START MATERIALS PROVIDED

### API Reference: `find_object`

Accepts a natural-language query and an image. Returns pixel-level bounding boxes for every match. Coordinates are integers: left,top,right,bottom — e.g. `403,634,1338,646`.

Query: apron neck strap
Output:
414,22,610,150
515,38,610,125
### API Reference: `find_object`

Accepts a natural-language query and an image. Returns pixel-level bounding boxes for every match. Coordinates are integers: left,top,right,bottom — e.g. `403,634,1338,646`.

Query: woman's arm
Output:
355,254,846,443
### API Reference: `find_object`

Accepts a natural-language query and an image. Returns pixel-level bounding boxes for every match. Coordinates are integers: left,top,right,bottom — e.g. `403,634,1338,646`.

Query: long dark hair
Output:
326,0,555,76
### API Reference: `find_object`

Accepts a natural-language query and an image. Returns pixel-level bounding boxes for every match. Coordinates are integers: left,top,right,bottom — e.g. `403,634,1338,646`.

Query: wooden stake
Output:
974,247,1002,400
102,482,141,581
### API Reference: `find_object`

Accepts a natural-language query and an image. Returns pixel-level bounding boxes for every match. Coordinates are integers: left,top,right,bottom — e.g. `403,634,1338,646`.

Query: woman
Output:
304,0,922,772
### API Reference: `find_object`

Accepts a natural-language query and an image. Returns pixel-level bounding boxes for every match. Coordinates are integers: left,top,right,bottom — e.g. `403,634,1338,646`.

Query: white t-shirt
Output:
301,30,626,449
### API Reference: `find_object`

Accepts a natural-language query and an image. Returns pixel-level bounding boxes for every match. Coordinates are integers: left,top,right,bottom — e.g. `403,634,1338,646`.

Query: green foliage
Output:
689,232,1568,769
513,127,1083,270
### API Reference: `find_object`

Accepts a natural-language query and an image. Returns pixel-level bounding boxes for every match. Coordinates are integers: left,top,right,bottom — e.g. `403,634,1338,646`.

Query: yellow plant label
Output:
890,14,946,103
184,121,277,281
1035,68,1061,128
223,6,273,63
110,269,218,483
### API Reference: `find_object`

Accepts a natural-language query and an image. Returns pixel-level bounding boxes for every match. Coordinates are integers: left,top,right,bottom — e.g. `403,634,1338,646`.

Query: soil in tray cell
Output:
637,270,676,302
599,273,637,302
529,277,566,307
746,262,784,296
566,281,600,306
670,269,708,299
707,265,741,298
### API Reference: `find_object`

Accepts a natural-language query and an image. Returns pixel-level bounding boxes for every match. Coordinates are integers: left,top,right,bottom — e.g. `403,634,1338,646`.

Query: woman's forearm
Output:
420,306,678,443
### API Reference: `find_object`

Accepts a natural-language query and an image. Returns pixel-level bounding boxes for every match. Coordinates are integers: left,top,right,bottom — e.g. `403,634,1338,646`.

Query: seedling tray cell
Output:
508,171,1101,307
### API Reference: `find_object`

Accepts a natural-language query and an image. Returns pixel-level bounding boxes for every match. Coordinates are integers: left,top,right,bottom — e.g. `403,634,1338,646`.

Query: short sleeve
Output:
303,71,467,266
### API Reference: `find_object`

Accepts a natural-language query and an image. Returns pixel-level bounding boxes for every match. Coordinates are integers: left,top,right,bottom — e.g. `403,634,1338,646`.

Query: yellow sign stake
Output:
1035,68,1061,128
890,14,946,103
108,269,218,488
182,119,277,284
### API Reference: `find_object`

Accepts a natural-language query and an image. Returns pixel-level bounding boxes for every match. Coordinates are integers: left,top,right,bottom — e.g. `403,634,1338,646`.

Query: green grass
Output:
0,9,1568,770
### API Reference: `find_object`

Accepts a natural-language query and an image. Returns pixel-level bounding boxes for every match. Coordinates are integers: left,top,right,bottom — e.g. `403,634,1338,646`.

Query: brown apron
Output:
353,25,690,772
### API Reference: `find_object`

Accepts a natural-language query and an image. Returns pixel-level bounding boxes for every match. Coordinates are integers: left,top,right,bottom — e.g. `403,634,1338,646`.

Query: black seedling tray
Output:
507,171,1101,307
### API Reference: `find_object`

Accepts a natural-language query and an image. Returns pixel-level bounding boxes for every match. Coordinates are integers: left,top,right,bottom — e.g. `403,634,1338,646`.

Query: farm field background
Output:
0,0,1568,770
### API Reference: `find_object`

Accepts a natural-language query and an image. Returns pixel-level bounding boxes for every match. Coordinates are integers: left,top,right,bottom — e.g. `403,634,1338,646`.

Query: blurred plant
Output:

END MATERIALS PROVIDED

(WHAT IS BEING ASKED): Give the lines above, from the first one up to and including the line with "102,482,141,581", as a Markdown table with the columns Row and Line. Number each row and leave out blank lines.

(RESULT):
| Row | Line |
|---|---|
| 1 | ### API Reference: `find_object` |
| 2 | Accepts a natural-language query and an image. Returns pixel-level bounding boxes for every match. Coordinates are integers: left,top,right,bottom — e.g. `403,634,1338,646`. |
| 3 | Query: apron neck strap |
| 4 | Output: |
| 5 | 414,22,610,150 |
| 6 | 515,38,610,125 |
| 7 | ### API Reference: `find_object` |
| 8 | Accepts a natural-language query and an image. Returns pixel-level bounding boxes for every match. Coordinates are integers: left,top,right,bottom — e.g. `403,634,1338,646`. |
| 9 | Query: woman's arm |
| 10 | Output: |
| 11 | 355,254,846,443 |
| 12 | ### API Reference: `find_object` |
| 13 | Accepts a natural-language query and an image. Returns pixel-level bounding boxes for every match. Coordinates are integers: left,top,right,bottom — e.g. `403,634,1338,646`. |
| 14 | Query: long dark hair |
| 15 | Output: |
| 16 | 326,0,555,76 |
| 17 | ### API Reference: `find_object` |
| 18 | Accepts a natural-language query and an image. Returns pixel-level bounding boxes for every match. Coordinates are integers: left,top,right,bottom — e.g. `403,634,1338,646`. |
| 19 | Query: wooden stake |
| 20 | Output: |
| 21 | 974,247,1002,400 |
| 22 | 102,482,141,581 |